**EXTRACT TO READ:**
• • • • • • •

American defector to North Korea (1944–1998)

Jerry Wayne Parrish (March 10, 1944 – August 25, 1998), also known by his Korean name Kim Yu-il, was a United States Army corporal who was one of seven American soldiers to defect to North Korea, four of them during the 1960s, in the years after the Korean War.

Parrish was born in Morganfield, Kentucky and was shipped to South Korea as a corporal in the U.S Army. He enlisted in the army at age 18 on September 10, 1962, and shipped to South Korea in February 1963. Following American soldiers Larry Allen Abshier and Joe Dresnok defection in 1962, Parrish crossed the Demilitarized Zone (DMZ) on December 6, 1963.

Sergeant Charles Robert Jenkins, who in 1965 became the fourth to cross the border, wrote in his autobiography that Parrish's reasons for defecting were "personal, and [Parrish] didn't elaborate about them much except to say that if he ever went home, his father-in-law would kill him." Dresnok stated in his documentary that Parrish had received death threats from his stepfather who had accused him of having sexual relations with his stepsister.

Along with the three other defectors, Parrish was eventually granted citizenship. He married a Lebanese woman, Siham Shraiteh, and together they had three sons (two of them named Michael and Ricky), all of whom remain in North Korea. Jenkins, in his autobiography, claims that Siham and three other young Lebanese women were lured to North Korea under false pretenses, then married to the Americans. However, one of the women had well-connected parents and got all four returned. Siham was already pregnant, so her family sent her back to North Korea. Siham appears in the film Crossing the Line, and vehemently denies the allegations that she was kidnapped or forced to go to North Korea, affirming that she is there by choice. Also according to the film, Parrish died after 20 years of kidney trouble. Siham and their children remain in North Korea.

Parrish, Jenkins, Abshier, and Dresnok were made to play roles in North Korean film productions for their propaganda value, credited using their given Korean names (in Parrish's case this was "Kim Yu-il"). One of them was the 20-film series Unsung Heroes which began production in 1978 and which portrayed a fictionalized version of the Korean War and its antecedents. Since Parrish's character ("Lt. Louis London", a British officer) defected from the West and became a North Korean agent, he was often praised as a genuine Communist hero by average North Koreans.

• • • • • • •

**DATASET EXTRACT:**

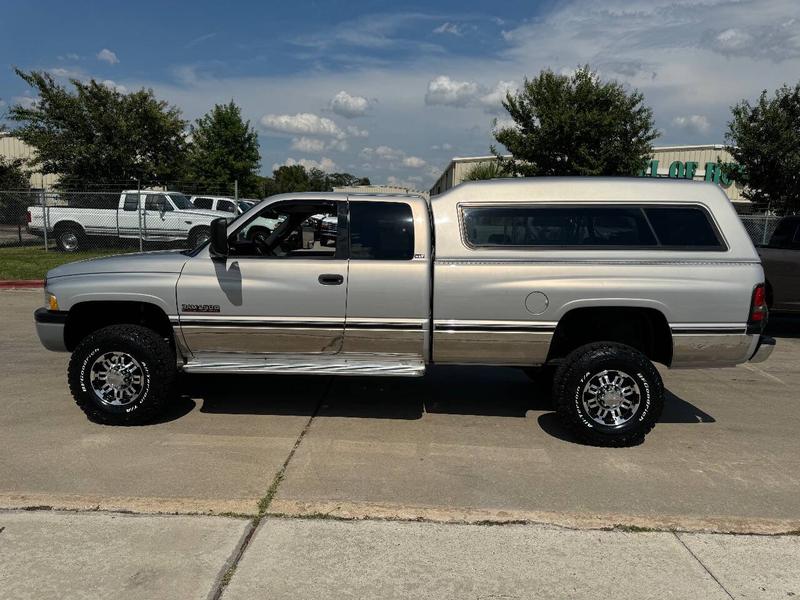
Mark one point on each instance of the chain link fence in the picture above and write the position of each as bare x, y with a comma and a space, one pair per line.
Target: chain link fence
760, 227
118, 220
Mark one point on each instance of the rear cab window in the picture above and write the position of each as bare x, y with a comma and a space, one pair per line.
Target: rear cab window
600, 227
381, 231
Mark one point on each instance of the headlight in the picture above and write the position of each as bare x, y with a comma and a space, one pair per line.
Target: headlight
50, 301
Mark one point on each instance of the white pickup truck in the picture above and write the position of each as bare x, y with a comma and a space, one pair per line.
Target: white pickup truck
155, 215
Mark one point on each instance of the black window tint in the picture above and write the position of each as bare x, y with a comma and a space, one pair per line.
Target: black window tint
131, 202
156, 203
381, 231
683, 227
574, 226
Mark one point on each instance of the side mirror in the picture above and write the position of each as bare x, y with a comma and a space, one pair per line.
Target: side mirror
219, 237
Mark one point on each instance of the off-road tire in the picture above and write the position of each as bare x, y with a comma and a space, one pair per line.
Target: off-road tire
80, 238
586, 362
154, 355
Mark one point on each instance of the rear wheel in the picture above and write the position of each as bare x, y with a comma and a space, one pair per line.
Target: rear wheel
608, 394
122, 374
69, 238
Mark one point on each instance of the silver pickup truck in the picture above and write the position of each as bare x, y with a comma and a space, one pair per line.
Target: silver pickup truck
593, 279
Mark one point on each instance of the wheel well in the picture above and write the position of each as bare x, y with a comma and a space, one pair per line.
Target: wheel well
62, 225
87, 317
645, 329
197, 228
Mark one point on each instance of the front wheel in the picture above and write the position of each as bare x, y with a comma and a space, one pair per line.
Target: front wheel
69, 239
122, 375
608, 394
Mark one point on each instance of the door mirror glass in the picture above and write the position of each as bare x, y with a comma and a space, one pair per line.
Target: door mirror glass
219, 237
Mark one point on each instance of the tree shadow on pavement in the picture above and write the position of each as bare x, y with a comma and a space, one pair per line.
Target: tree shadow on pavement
783, 325
480, 391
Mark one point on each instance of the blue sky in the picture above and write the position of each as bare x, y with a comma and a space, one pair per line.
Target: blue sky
394, 90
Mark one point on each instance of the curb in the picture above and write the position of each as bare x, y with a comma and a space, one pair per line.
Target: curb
11, 284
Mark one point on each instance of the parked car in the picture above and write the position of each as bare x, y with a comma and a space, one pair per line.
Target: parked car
598, 278
157, 216
781, 261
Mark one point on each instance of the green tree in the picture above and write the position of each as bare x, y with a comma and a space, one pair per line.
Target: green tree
764, 140
96, 134
224, 149
576, 125
296, 178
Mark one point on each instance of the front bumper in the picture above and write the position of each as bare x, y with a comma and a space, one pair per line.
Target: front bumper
50, 326
764, 349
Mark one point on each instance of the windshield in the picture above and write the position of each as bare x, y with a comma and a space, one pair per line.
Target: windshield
180, 201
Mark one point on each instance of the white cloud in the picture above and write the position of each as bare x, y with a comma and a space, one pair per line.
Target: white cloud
446, 91
392, 157
306, 144
693, 123
302, 123
108, 56
492, 101
415, 162
412, 183
451, 28
345, 105
449, 92
354, 131
324, 164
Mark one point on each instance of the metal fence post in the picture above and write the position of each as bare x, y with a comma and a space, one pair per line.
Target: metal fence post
139, 211
44, 218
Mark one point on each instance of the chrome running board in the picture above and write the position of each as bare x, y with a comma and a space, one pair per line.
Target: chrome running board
390, 365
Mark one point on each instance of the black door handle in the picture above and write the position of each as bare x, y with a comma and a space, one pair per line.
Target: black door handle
331, 279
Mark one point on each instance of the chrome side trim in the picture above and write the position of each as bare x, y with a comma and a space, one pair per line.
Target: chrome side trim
351, 364
699, 350
496, 347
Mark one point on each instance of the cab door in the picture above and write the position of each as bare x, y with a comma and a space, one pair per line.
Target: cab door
270, 295
160, 221
388, 302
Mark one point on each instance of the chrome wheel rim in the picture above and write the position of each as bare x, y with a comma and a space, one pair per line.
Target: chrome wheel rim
69, 240
611, 398
117, 379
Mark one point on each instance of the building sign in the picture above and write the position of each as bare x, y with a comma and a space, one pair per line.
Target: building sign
689, 170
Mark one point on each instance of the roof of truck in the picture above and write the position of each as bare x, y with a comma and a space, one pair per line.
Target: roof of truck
535, 189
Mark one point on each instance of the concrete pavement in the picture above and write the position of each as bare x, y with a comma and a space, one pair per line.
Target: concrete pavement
47, 554
460, 444
57, 555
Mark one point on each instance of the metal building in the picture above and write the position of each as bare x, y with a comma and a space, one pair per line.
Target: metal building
12, 148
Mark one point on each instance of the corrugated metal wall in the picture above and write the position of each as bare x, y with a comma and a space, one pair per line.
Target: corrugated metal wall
12, 148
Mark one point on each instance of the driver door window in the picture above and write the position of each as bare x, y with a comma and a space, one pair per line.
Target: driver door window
295, 229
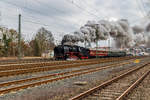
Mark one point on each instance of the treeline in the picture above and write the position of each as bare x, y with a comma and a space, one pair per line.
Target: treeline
42, 42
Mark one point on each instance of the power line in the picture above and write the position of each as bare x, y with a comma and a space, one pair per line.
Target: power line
95, 10
88, 12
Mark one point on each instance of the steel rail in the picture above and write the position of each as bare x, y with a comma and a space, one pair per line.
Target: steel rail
41, 64
57, 74
133, 86
52, 80
49, 68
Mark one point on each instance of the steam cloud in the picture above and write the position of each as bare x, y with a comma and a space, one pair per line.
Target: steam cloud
124, 35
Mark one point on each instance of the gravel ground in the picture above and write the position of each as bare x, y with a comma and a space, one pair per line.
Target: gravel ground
64, 89
30, 75
142, 92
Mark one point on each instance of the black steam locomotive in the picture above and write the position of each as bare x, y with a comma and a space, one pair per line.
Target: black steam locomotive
64, 52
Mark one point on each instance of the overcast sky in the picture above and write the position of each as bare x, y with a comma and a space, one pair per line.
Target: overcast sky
66, 16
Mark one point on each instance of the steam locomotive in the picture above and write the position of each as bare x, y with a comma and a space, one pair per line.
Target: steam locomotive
64, 52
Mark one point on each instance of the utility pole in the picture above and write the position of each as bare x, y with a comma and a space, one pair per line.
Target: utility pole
96, 49
19, 37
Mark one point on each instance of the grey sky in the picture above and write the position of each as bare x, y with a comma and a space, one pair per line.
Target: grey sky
63, 16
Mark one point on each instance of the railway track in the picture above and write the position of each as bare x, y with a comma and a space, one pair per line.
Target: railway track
52, 66
57, 76
42, 64
118, 87
16, 61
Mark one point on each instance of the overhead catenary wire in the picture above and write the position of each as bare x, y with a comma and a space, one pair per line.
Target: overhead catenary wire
88, 12
36, 11
92, 8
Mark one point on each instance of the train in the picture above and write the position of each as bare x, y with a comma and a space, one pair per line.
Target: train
65, 52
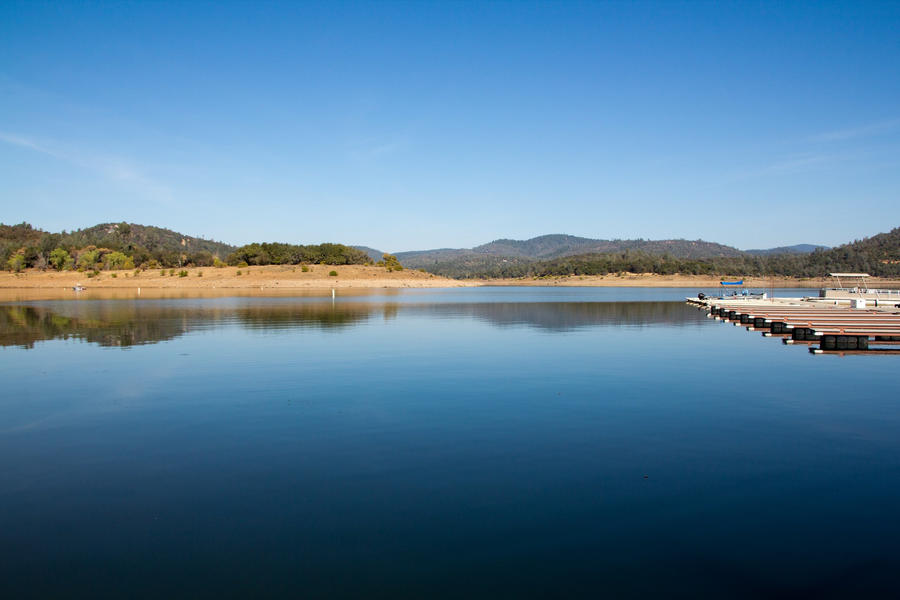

• • • • • • •

**DIRECTIONS:**
Answer these questions from the text about Jerry Wayne Parrish.
(a) On what date did Parrish cross the Demilitarized Zone?
(b) In which film does Siham Shraiteh appear?
(c) What character did Parrish play in Unsung Heroes?

**WORKED SOLUTION:**
(a) December 6, 1963
(b) Crossing the Line
(c) Lt. Louis London, a British officer